EXERCISE SET
- 1) Decide whether each statement agrees with the article on La Jolla's benches, answering yes or no and quoting the deciding words: (a) Viti is looking for volunteers to sit on the benches in shifts. (b) Kallmeyer has been homeless in La Jolla for ten years. (c) The police said the homeless are breaking the law.
- 2) Revise a passage of the article on La Jolla's benches, changing every "Street Solutions" to "Bench Watch". Begin at the sentence that has "Vita calls her", and stop after "go into effect.".

SUPPLIED TEXT
Esther Viti with Promote La Jolla chaired a program to install new benches in the village. She said merchants have been complaining about the homeless sitting on the benches.
“We’ve been cleaning up La Jolla,” Viti said.
She has a plan. She’s seeking volunteers to sit on the benches in shifts to prevent the homeless from sitting on them.
La Jolla resident Jackie Sengle said she is concerned the homeless are taking over the area, congregating behind Vons and Jonathans, where the recycling bins are located.
“Why would we have volunteers sit on the benches? C’mon,” Sengle asked. “Not [just] sit on a bench and volunteer, I mean c’mon let’s take action.
“Instead of doing the right thing and asking them to go away, [the volunteers will] sit on the benches,” Sengle said. “I fault it all on Vons for making them comfortable.”
Vita calls her plan Street Solutions.
“Street Solutions handles all the undesirables,” Viti said. “It’s a program where you hire people to come in and they tell these people to move on. Right now it’s just in the organization stage.”
In the next three months or so, she said Street Solutions should go into effect.
“I am a ‘do-er,'” Viti said.
Although the police said the homeless are perfectly within the law, Viti said they are soliciting, which is a misdemeanor.
“I am gonna get that person who is sick off the street,” she said. “The Jewel cannot stay beautiful with all these people running around.”
One of the people Viti would like to see gone from the benches is Chris Kallmeyer, a 52 year old San Diego native who said he’s been homeless in La Jolla for five years.
“That’s just child’s play,” Kallmeyer said, referring to Viti’s plans. “Those people are just very frustrated with themselves.”

Boundary annotation records:
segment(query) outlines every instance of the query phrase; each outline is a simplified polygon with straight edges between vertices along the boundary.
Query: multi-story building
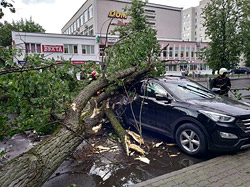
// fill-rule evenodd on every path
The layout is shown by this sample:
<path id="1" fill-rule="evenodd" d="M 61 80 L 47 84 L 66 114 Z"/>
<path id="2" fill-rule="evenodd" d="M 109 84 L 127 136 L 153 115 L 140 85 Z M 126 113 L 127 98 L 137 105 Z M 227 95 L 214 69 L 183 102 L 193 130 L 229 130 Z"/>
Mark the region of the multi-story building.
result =
<path id="1" fill-rule="evenodd" d="M 200 1 L 197 7 L 191 7 L 182 11 L 182 39 L 184 41 L 209 42 L 206 36 L 206 28 L 203 26 L 203 8 L 210 0 Z"/>
<path id="2" fill-rule="evenodd" d="M 130 6 L 130 3 L 131 0 L 87 0 L 61 31 L 68 35 L 95 36 L 101 57 L 108 26 L 110 25 L 109 30 L 112 30 L 117 24 L 126 25 L 129 22 L 130 18 L 123 9 Z M 144 10 L 147 24 L 157 30 L 160 46 L 163 48 L 169 45 L 160 54 L 161 61 L 167 64 L 166 69 L 179 72 L 186 67 L 207 73 L 208 67 L 197 55 L 200 46 L 206 43 L 182 41 L 182 8 L 147 3 Z M 117 39 L 117 35 L 108 35 L 106 45 L 113 45 Z"/>
<path id="3" fill-rule="evenodd" d="M 15 58 L 22 62 L 25 54 L 44 54 L 44 58 L 56 61 L 71 60 L 73 64 L 99 61 L 98 46 L 93 36 L 47 34 L 12 31 L 13 44 L 22 50 L 22 56 Z"/>

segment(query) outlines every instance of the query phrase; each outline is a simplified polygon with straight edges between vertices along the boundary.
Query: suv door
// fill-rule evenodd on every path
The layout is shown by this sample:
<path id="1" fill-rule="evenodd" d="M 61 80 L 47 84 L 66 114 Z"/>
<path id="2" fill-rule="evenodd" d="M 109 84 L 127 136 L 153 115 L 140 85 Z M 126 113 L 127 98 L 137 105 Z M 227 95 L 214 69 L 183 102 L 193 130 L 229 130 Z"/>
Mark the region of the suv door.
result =
<path id="1" fill-rule="evenodd" d="M 160 100 L 157 100 L 157 95 L 161 97 Z M 144 99 L 147 124 L 164 131 L 169 128 L 167 124 L 172 108 L 167 97 L 167 91 L 160 84 L 153 81 L 147 83 Z"/>

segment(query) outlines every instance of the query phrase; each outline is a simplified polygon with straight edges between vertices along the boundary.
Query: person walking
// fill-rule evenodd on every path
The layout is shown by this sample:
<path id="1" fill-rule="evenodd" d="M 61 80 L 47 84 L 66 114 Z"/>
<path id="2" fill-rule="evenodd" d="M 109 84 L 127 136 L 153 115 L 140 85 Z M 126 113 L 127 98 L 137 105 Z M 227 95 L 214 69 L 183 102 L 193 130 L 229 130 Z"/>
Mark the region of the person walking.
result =
<path id="1" fill-rule="evenodd" d="M 212 88 L 219 88 L 218 93 L 219 95 L 224 95 L 228 97 L 228 91 L 231 88 L 231 81 L 227 77 L 227 69 L 221 68 L 218 73 L 218 77 L 212 80 Z"/>

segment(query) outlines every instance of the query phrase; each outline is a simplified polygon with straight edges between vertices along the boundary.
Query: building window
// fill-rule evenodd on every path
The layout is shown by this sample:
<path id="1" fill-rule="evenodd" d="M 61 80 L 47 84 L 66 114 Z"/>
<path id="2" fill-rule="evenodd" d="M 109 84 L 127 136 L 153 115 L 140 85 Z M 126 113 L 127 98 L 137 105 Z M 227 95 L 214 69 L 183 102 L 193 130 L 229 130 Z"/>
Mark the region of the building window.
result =
<path id="1" fill-rule="evenodd" d="M 83 14 L 80 16 L 80 26 L 83 25 Z"/>
<path id="2" fill-rule="evenodd" d="M 83 13 L 83 17 L 84 17 L 84 23 L 86 23 L 88 21 L 88 10 L 86 10 L 84 13 Z"/>
<path id="3" fill-rule="evenodd" d="M 173 47 L 169 47 L 169 57 L 173 57 Z"/>
<path id="4" fill-rule="evenodd" d="M 77 20 L 76 20 L 76 28 L 78 29 L 80 27 L 80 19 L 78 18 Z"/>
<path id="5" fill-rule="evenodd" d="M 191 57 L 194 58 L 194 48 L 191 48 Z"/>
<path id="6" fill-rule="evenodd" d="M 41 44 L 25 43 L 26 53 L 41 53 Z"/>
<path id="7" fill-rule="evenodd" d="M 107 48 L 111 47 L 110 45 L 108 47 L 106 47 L 106 50 Z M 100 53 L 100 57 L 104 56 L 105 57 L 105 53 L 104 53 L 104 48 L 105 48 L 105 45 L 99 45 L 99 53 Z M 106 51 L 105 50 L 105 51 Z"/>
<path id="8" fill-rule="evenodd" d="M 76 21 L 73 23 L 73 31 L 76 31 Z"/>
<path id="9" fill-rule="evenodd" d="M 86 28 L 86 29 L 84 30 L 84 35 L 87 35 L 87 36 L 94 36 L 93 25 L 89 26 L 88 28 Z"/>
<path id="10" fill-rule="evenodd" d="M 181 48 L 181 57 L 184 57 L 184 47 Z"/>
<path id="11" fill-rule="evenodd" d="M 163 50 L 162 53 L 163 53 L 163 57 L 166 58 L 167 57 L 167 51 Z"/>
<path id="12" fill-rule="evenodd" d="M 90 5 L 88 11 L 89 11 L 89 19 L 91 19 L 93 17 L 93 7 L 92 7 L 92 5 Z"/>
<path id="13" fill-rule="evenodd" d="M 64 53 L 69 53 L 69 54 L 77 54 L 78 53 L 77 45 L 64 44 L 63 47 L 64 47 Z"/>
<path id="14" fill-rule="evenodd" d="M 176 47 L 175 48 L 175 55 L 174 55 L 175 57 L 178 57 L 179 56 L 179 48 L 178 47 Z"/>
<path id="15" fill-rule="evenodd" d="M 146 17 L 146 24 L 151 25 L 154 28 L 156 25 L 155 10 L 144 9 L 144 14 Z"/>
<path id="16" fill-rule="evenodd" d="M 189 47 L 186 47 L 186 58 L 189 57 Z"/>
<path id="17" fill-rule="evenodd" d="M 95 54 L 94 45 L 82 45 L 82 54 L 93 55 Z"/>

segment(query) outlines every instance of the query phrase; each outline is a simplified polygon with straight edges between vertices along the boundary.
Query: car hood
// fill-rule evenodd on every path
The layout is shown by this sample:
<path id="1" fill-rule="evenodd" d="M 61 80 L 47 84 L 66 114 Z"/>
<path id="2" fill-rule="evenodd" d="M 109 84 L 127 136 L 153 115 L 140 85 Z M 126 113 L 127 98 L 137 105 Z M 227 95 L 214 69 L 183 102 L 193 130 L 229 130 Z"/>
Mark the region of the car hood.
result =
<path id="1" fill-rule="evenodd" d="M 213 99 L 189 100 L 188 103 L 199 106 L 203 110 L 220 112 L 232 116 L 250 115 L 250 104 L 218 95 Z"/>

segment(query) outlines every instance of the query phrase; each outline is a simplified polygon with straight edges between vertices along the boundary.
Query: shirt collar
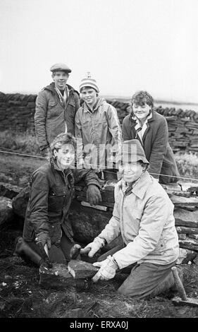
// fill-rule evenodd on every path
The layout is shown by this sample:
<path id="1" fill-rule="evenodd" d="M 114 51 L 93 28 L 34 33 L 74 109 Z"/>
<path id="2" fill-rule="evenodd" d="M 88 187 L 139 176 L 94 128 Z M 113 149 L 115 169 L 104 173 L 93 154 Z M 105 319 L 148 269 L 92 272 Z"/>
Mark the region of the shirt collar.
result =
<path id="1" fill-rule="evenodd" d="M 145 192 L 147 190 L 149 185 L 151 182 L 151 175 L 149 174 L 147 171 L 145 171 L 140 178 L 137 180 L 137 182 L 134 183 L 134 186 L 132 185 L 130 190 L 128 191 L 127 195 L 130 195 L 131 193 L 133 193 L 136 195 L 139 198 L 142 199 Z M 118 182 L 118 185 L 120 187 L 122 188 L 122 181 Z"/>
<path id="2" fill-rule="evenodd" d="M 93 109 L 92 110 L 89 107 L 89 106 L 87 105 L 86 102 L 84 102 L 84 105 L 83 105 L 84 111 L 86 112 L 93 112 L 98 108 L 99 103 L 100 103 L 100 100 L 99 100 L 99 98 L 97 98 L 97 102 L 94 105 L 94 107 L 93 107 Z"/>

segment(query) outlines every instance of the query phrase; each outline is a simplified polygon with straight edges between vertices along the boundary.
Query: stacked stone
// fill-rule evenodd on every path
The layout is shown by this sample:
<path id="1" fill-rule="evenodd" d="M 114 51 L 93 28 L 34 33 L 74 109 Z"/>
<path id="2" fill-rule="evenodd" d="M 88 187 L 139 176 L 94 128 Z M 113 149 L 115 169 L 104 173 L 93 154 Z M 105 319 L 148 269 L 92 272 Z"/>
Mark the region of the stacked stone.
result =
<path id="1" fill-rule="evenodd" d="M 129 103 L 108 100 L 117 109 L 120 124 L 129 114 Z M 169 143 L 173 152 L 185 150 L 198 152 L 198 113 L 193 110 L 176 109 L 175 107 L 155 107 L 155 111 L 166 117 Z"/>
<path id="2" fill-rule="evenodd" d="M 78 240 L 80 238 L 82 239 L 82 237 L 86 234 L 87 242 L 88 239 L 92 241 L 110 220 L 114 205 L 114 186 L 116 182 L 116 180 L 111 180 L 104 184 L 101 190 L 102 201 L 97 207 L 89 206 L 89 208 L 85 208 L 83 205 L 83 202 L 86 201 L 85 188 L 76 187 L 76 198 L 71 207 L 71 214 L 73 227 Z M 190 259 L 194 259 L 198 254 L 198 186 L 192 184 L 170 184 L 163 186 L 175 206 L 174 217 L 181 254 L 184 259 L 187 256 Z M 96 208 L 99 209 L 97 213 L 94 212 Z M 102 210 L 102 212 L 99 210 Z"/>
<path id="3" fill-rule="evenodd" d="M 0 93 L 0 130 L 26 131 L 34 130 L 36 95 Z M 130 112 L 128 102 L 107 100 L 116 108 L 120 122 Z M 198 112 L 175 107 L 155 108 L 163 115 L 168 126 L 169 142 L 173 151 L 198 152 Z"/>
<path id="4" fill-rule="evenodd" d="M 0 131 L 34 129 L 35 95 L 0 93 Z"/>

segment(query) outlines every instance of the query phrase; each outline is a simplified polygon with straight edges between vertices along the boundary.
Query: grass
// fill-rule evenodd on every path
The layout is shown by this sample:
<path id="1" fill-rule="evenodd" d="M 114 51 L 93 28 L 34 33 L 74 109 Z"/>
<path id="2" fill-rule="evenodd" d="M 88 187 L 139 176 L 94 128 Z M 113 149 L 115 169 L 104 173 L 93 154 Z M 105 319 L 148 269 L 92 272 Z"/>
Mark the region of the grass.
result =
<path id="1" fill-rule="evenodd" d="M 0 133 L 0 150 L 2 148 L 40 155 L 35 134 L 33 131 L 18 133 L 6 130 Z M 181 177 L 198 179 L 197 154 L 180 152 L 175 153 L 175 158 Z"/>

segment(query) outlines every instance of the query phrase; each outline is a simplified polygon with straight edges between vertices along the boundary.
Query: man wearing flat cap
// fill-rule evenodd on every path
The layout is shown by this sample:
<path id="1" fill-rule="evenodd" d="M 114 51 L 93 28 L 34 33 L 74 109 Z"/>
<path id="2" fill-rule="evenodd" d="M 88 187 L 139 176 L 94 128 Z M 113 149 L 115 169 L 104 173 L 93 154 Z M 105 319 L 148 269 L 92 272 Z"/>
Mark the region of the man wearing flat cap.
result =
<path id="1" fill-rule="evenodd" d="M 81 249 L 93 257 L 105 244 L 120 236 L 121 243 L 101 255 L 93 281 L 114 278 L 129 270 L 118 292 L 145 299 L 174 285 L 171 268 L 179 254 L 173 204 L 163 188 L 147 170 L 149 162 L 137 139 L 125 141 L 118 155 L 121 179 L 115 186 L 113 216 L 104 230 Z"/>
<path id="2" fill-rule="evenodd" d="M 39 93 L 35 114 L 36 136 L 43 156 L 47 155 L 57 135 L 74 135 L 75 116 L 80 107 L 78 92 L 67 84 L 71 69 L 58 63 L 51 66 L 50 71 L 54 82 Z"/>

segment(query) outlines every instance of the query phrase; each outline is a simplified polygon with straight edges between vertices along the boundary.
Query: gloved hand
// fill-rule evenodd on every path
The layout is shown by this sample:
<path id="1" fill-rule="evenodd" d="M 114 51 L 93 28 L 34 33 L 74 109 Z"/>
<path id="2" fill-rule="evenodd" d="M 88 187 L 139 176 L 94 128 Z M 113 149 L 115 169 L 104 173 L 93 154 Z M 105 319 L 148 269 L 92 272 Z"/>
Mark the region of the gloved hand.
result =
<path id="1" fill-rule="evenodd" d="M 101 237 L 97 237 L 94 241 L 89 243 L 84 249 L 80 249 L 80 254 L 87 254 L 89 257 L 93 257 L 94 254 L 97 252 L 102 247 L 104 246 L 105 239 Z"/>
<path id="2" fill-rule="evenodd" d="M 44 232 L 38 233 L 35 238 L 35 241 L 37 243 L 41 243 L 43 247 L 47 244 L 48 249 L 51 248 L 51 239 L 48 234 Z"/>
<path id="3" fill-rule="evenodd" d="M 42 154 L 42 157 L 47 157 L 49 151 L 49 148 L 48 148 L 48 147 L 45 148 L 43 150 L 41 150 L 41 154 Z"/>
<path id="4" fill-rule="evenodd" d="M 89 184 L 87 189 L 87 199 L 91 205 L 96 205 L 101 201 L 99 188 L 95 184 Z"/>
<path id="5" fill-rule="evenodd" d="M 100 268 L 99 271 L 92 278 L 94 283 L 98 280 L 109 280 L 113 279 L 116 274 L 116 271 L 118 268 L 116 261 L 112 256 L 108 256 L 107 259 L 102 261 L 97 261 L 93 263 L 94 266 Z"/>

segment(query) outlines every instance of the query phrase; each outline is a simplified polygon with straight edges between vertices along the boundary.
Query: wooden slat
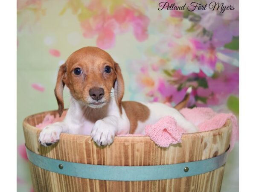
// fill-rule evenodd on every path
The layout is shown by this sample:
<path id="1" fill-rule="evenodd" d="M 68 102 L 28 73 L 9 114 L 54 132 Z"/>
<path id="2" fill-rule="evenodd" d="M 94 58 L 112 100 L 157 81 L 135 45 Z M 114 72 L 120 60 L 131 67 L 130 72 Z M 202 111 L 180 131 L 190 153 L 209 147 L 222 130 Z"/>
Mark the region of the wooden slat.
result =
<path id="1" fill-rule="evenodd" d="M 23 123 L 26 144 L 35 153 L 73 162 L 113 166 L 146 166 L 188 162 L 211 158 L 228 148 L 232 125 L 204 132 L 184 134 L 181 144 L 163 148 L 148 137 L 116 137 L 110 146 L 98 147 L 90 136 L 62 134 L 59 143 L 46 147 L 38 139 L 34 127 L 49 113 L 26 118 Z M 83 179 L 61 175 L 31 164 L 35 191 L 38 192 L 219 192 L 224 166 L 192 177 L 148 181 L 113 181 Z"/>

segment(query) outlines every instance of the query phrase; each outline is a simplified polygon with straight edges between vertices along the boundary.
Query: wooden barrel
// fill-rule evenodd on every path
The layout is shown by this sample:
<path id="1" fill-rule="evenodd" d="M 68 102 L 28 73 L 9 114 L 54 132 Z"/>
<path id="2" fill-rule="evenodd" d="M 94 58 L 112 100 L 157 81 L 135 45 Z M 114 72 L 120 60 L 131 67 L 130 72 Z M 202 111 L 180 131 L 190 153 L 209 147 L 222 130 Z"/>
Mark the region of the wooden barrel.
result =
<path id="1" fill-rule="evenodd" d="M 172 145 L 168 148 L 157 146 L 146 136 L 116 137 L 111 145 L 98 147 L 90 136 L 62 134 L 59 142 L 46 147 L 38 143 L 41 130 L 35 126 L 41 122 L 49 113 L 58 115 L 57 111 L 48 111 L 32 115 L 24 119 L 23 127 L 28 151 L 38 157 L 43 156 L 54 160 L 78 163 L 76 164 L 79 165 L 151 168 L 152 166 L 146 166 L 175 164 L 182 166 L 186 165 L 183 163 L 197 161 L 204 163 L 202 160 L 214 159 L 227 153 L 232 131 L 231 123 L 228 120 L 224 126 L 218 129 L 184 134 L 181 143 Z M 108 180 L 58 173 L 42 169 L 38 166 L 40 161 L 39 159 L 33 163 L 30 163 L 30 168 L 35 191 L 43 192 L 219 192 L 225 165 L 223 163 L 211 171 L 181 178 Z M 197 164 L 198 169 L 204 170 L 200 163 Z M 204 166 L 206 167 L 207 165 Z M 186 167 L 181 170 L 184 172 L 182 174 L 187 171 L 187 168 Z M 60 166 L 59 169 L 62 168 Z M 108 174 L 103 173 L 107 176 Z M 120 174 L 126 176 L 125 172 Z M 137 176 L 134 175 L 134 178 Z"/>

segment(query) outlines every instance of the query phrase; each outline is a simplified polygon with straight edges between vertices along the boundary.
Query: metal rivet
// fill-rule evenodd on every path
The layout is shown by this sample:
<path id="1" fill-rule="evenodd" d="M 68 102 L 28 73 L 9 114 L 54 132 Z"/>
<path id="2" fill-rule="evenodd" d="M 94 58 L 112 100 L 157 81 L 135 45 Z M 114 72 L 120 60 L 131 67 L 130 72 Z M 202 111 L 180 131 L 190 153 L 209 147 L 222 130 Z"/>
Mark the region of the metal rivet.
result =
<path id="1" fill-rule="evenodd" d="M 185 168 L 184 168 L 184 171 L 185 172 L 187 172 L 189 171 L 189 168 L 188 167 L 186 167 Z"/>
<path id="2" fill-rule="evenodd" d="M 60 168 L 60 169 L 63 169 L 63 166 L 62 164 L 60 164 L 59 165 L 59 168 Z"/>

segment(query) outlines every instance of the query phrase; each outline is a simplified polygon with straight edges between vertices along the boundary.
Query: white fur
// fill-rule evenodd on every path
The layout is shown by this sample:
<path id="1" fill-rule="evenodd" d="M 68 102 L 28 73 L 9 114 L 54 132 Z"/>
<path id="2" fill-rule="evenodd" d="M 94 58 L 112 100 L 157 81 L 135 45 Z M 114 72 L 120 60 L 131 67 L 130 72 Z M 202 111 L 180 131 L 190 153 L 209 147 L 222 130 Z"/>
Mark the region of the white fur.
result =
<path id="1" fill-rule="evenodd" d="M 101 108 L 93 108 L 72 98 L 71 104 L 64 120 L 44 128 L 39 138 L 39 142 L 47 146 L 59 140 L 61 133 L 90 134 L 92 139 L 99 145 L 112 143 L 116 135 L 129 133 L 130 122 L 125 111 L 122 114 L 113 96 L 109 103 Z M 178 111 L 160 103 L 142 103 L 150 110 L 148 119 L 144 122 L 139 122 L 135 134 L 145 134 L 145 125 L 155 123 L 166 116 L 173 117 L 177 125 L 187 133 L 196 132 L 197 128 L 186 120 Z"/>

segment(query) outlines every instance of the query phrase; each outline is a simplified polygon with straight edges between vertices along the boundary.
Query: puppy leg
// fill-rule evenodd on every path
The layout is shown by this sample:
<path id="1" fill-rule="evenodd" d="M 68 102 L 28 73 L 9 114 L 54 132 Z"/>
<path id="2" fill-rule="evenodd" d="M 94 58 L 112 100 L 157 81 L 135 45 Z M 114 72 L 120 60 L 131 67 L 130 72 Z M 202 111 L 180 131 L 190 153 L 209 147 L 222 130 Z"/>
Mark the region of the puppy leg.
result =
<path id="1" fill-rule="evenodd" d="M 58 141 L 61 133 L 67 133 L 68 129 L 64 122 L 56 122 L 43 129 L 38 142 L 44 146 L 49 146 Z"/>
<path id="2" fill-rule="evenodd" d="M 129 123 L 126 120 L 114 116 L 108 116 L 96 122 L 91 136 L 99 146 L 110 145 L 115 136 L 129 132 Z"/>

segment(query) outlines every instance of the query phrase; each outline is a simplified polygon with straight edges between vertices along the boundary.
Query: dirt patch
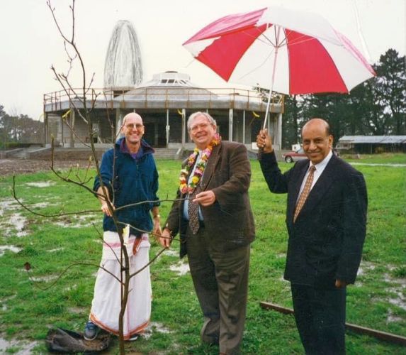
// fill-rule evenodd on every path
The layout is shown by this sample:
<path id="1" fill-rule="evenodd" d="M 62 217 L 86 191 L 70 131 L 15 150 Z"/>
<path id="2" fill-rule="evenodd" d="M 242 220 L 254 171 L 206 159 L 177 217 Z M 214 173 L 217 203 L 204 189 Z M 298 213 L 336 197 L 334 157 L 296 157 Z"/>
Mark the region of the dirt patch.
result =
<path id="1" fill-rule="evenodd" d="M 57 160 L 54 168 L 57 170 L 67 170 L 70 168 L 87 168 L 87 160 Z M 51 171 L 49 160 L 34 159 L 0 159 L 0 176 L 19 174 L 28 174 L 40 171 Z"/>

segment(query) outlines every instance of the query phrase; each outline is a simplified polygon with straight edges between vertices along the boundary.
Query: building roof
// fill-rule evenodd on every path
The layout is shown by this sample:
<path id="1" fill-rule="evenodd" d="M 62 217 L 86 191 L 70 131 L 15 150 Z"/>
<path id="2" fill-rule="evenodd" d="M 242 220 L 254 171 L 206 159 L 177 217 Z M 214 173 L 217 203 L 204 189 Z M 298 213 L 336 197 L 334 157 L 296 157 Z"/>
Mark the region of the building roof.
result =
<path id="1" fill-rule="evenodd" d="M 354 144 L 406 144 L 406 136 L 343 136 L 339 142 Z"/>
<path id="2" fill-rule="evenodd" d="M 91 90 L 93 94 L 95 90 Z M 60 93 L 45 94 L 45 112 L 69 109 L 69 102 Z M 264 112 L 266 103 L 256 92 L 247 89 L 220 88 L 205 89 L 192 83 L 190 76 L 177 72 L 155 74 L 152 80 L 137 87 L 105 88 L 91 102 L 96 109 L 228 109 Z M 92 97 L 93 99 L 93 97 Z M 282 112 L 281 97 L 271 105 L 271 112 Z M 82 104 L 75 99 L 74 104 Z"/>

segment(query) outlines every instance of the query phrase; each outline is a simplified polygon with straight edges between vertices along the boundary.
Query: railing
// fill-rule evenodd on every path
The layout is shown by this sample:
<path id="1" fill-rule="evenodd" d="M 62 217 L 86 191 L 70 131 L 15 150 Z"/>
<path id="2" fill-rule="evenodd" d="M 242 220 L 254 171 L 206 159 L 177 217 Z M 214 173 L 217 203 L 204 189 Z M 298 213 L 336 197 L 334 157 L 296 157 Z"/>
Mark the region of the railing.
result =
<path id="1" fill-rule="evenodd" d="M 44 94 L 44 109 L 55 111 L 62 109 L 62 103 L 72 101 L 75 105 L 83 106 L 83 94 L 78 95 L 81 89 L 69 89 Z M 266 106 L 264 94 L 254 90 L 235 88 L 189 88 L 187 87 L 115 87 L 108 89 L 90 89 L 85 94 L 86 104 L 99 102 L 106 108 L 113 109 L 114 104 L 121 103 L 125 107 L 127 102 L 135 100 L 144 102 L 145 107 L 152 101 L 163 102 L 163 106 L 169 107 L 170 103 L 176 100 L 186 102 L 186 107 L 196 101 L 204 101 L 210 108 L 210 104 L 219 102 L 230 102 L 230 107 L 236 102 L 247 102 Z M 283 105 L 283 95 L 274 94 L 271 104 Z M 181 108 L 181 107 L 179 107 Z"/>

COMPLETE ANSWERS
- 1)
(a) Yes: "She’s seeking volunteers to sit on the benches in shifts to prevent the homeless from sitting on them."
(b) No: "he’s been homeless in La Jolla for five years."
(c) No: "the police said the homeless are perfectly within the law"

- 2)
Vita calls her plan Bench Watch.
“Bench Watch handles all the undesirables,” Viti said. “It’s a program where you hire people to come in and they tell these people to move on. Right now it’s just in the organization stage.”
In the next three months or so, she said Bench Watch should go into effect.